---------- 対象レコード ----------
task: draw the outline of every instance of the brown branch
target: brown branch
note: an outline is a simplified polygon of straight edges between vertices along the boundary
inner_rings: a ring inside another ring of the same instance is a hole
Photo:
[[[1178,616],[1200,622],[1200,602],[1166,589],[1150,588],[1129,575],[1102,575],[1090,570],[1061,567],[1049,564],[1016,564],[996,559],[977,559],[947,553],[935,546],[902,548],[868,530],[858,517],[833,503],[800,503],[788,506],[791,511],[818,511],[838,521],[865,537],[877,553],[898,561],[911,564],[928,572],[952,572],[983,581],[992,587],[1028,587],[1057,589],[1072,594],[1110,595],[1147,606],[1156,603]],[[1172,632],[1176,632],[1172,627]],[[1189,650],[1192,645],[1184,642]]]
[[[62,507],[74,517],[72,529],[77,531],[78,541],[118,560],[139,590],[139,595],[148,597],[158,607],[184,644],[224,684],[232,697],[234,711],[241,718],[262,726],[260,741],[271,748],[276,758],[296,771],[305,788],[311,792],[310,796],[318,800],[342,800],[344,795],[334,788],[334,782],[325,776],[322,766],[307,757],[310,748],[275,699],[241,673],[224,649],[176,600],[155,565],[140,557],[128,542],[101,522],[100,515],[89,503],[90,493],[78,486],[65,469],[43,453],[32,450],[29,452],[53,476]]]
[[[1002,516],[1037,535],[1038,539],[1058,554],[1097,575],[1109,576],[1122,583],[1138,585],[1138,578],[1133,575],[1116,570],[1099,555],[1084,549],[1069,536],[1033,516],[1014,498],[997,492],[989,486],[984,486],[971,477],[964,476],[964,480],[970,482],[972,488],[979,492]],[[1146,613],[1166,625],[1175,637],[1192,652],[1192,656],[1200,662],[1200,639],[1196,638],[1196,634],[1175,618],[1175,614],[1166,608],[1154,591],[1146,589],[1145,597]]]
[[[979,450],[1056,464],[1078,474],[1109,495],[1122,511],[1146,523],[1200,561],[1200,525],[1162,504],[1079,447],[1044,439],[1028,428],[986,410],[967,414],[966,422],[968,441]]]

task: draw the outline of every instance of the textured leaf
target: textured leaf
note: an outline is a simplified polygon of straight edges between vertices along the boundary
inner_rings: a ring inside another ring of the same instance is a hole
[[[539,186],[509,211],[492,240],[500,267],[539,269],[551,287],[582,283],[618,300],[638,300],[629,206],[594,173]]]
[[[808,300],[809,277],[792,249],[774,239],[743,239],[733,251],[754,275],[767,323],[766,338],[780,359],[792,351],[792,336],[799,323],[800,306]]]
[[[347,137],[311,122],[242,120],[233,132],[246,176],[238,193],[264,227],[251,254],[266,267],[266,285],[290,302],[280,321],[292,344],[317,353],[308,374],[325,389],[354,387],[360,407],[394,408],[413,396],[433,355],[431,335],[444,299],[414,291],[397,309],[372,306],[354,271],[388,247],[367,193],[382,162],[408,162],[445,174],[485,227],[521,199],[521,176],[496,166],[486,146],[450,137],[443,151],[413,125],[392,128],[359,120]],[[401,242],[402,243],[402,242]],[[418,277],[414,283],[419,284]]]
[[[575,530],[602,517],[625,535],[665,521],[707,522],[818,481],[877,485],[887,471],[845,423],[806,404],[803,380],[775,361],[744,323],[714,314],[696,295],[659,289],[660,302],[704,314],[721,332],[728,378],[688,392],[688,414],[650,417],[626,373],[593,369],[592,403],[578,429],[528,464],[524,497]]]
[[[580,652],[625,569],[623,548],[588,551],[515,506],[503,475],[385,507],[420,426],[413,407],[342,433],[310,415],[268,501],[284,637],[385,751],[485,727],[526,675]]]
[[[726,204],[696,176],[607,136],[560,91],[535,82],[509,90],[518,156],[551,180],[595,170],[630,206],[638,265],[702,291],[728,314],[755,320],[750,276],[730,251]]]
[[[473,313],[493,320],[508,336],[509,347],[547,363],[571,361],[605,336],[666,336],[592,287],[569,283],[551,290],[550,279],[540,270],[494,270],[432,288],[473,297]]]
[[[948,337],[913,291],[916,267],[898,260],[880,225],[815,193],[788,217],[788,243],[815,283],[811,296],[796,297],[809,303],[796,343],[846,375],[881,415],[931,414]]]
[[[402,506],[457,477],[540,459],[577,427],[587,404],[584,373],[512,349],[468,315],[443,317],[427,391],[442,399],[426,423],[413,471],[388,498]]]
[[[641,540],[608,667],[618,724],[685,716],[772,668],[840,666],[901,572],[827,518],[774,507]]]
----------
**課題:**
上のレコードから「instance」という語を含む行をすべて選び、各行を書き写すこと。大文字と小文字は区別する。

**解答例:**
task: draw the outline of every instance of the brown branch
inner_rings: a ring inside another ring of the same instance is a hole
task: draw the outline of every instance of the textured leaf
inner_rings: a ring inside another ring of the same instance is a hole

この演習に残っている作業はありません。